SQL Server 2005 : Dynamic T-SQL - Supporting Optional Parameters (part 4) - sp_executesql: A Better EXECUTE

10/14/2012 7:31:40 PM

sp_executesql: A Better EXECUTE

In the previous sections, I identified two major problems with building dynamic SQL statements and executing them using EXECUTE: First of all, there is the issue of extraneous compilation and query plan caching, which makes performance drag and uses up valuable system resources. Second, and perhaps more important, is the threat of SQL injection attacks.

Query parameterization, is the key to fixing both of these problems. Parameterization is a way to build a query such that any parameters are passed as strongly typed variables, rather than formatted as strings and appended to the query. In addition to the performance benefits this can bring by allowing SQL Server to do less work when processing the query, parameterization also has the benefit of virtually eliminating SQL injection attacks.

The first step in parameterizing a query is to replace literals with variable names. For instance, the injection-vulnerable query from the previous section could be rewritten in a parameterized manner as follows (I've removed the stored procedure creation code for simplicity):

DECLARE @String NVARCHAR(60)
SET @String = 'Stone'

DECLARE @sql NVARCHAR(MAX)

EXERCISE SET:
**A)** Summarize the page on sp_executesql in two sentences.
**B)** Rewrite the page on sp_executesql starting at "The first step" and ending at "DECLARE @sql NVARCHAR(MAX)", changing "@String" to "@Name" wherever it occurs.
**C)** According to the page on sp_executesql, what is the first step in parameterizing a query?

GIVEN INFORMATION:
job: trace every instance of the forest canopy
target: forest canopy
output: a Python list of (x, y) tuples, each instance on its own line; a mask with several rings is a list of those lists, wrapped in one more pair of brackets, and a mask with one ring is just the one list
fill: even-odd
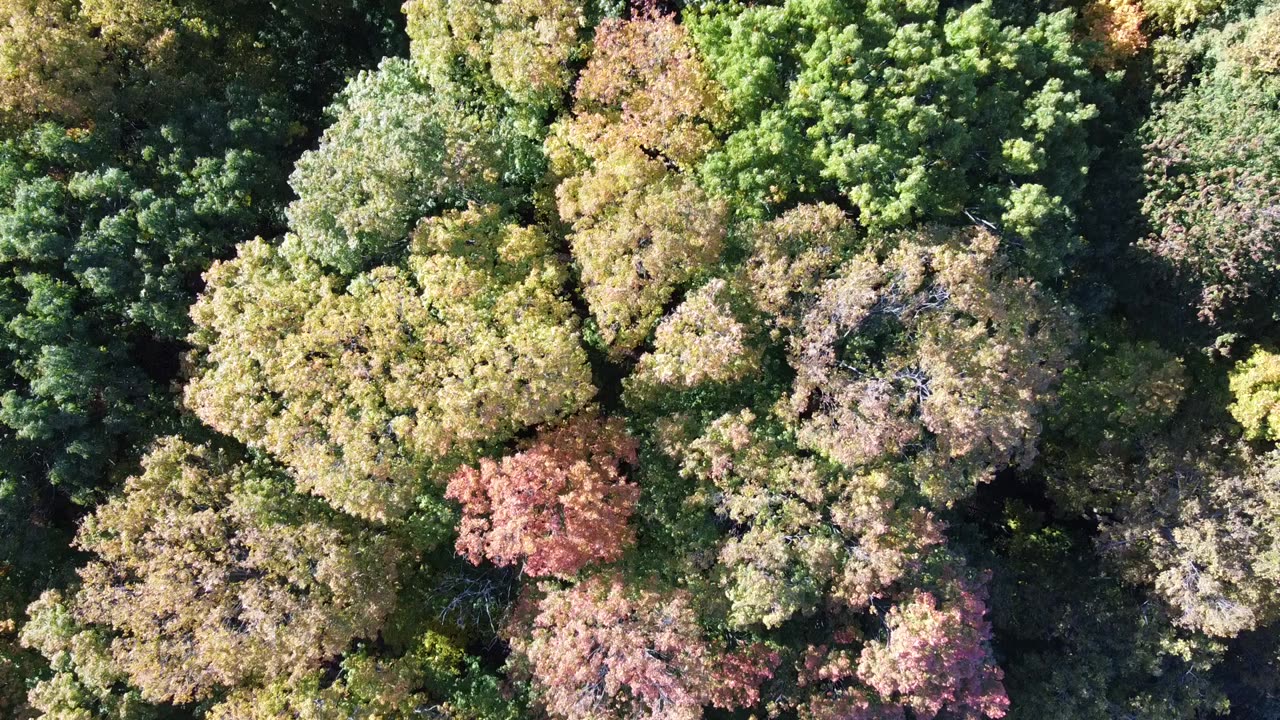
[(1280, 717), (1275, 0), (0, 0), (0, 716)]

ANSWERS FOR THE TASKS:
**A)** Building dynamic SQL statements and running them with EXECUTE causes two major problems: extraneous compilation and query plan caching that slow performance and use up system resources, and the threat of SQL injection attacks. Query parameterization, which passes parameters as strongly typed variables instead of formatting them as strings and appending them to the query, fixes both problems, and its first step is to replace literals with variable names.

**B)**
The first step in parameterizing a query is to replace literals with variable names. For instance, the injection-vulnerable query from the previous section could be rewritten in a parameterized manner as follows (I've removed the stored procedure creation code for simplicity):

DECLARE @Name NVARCHAR(60)
SET @Name = 'Stone'

DECLARE @sql NVARCHAR(MAX)

**C)** Replacing literals with variable names.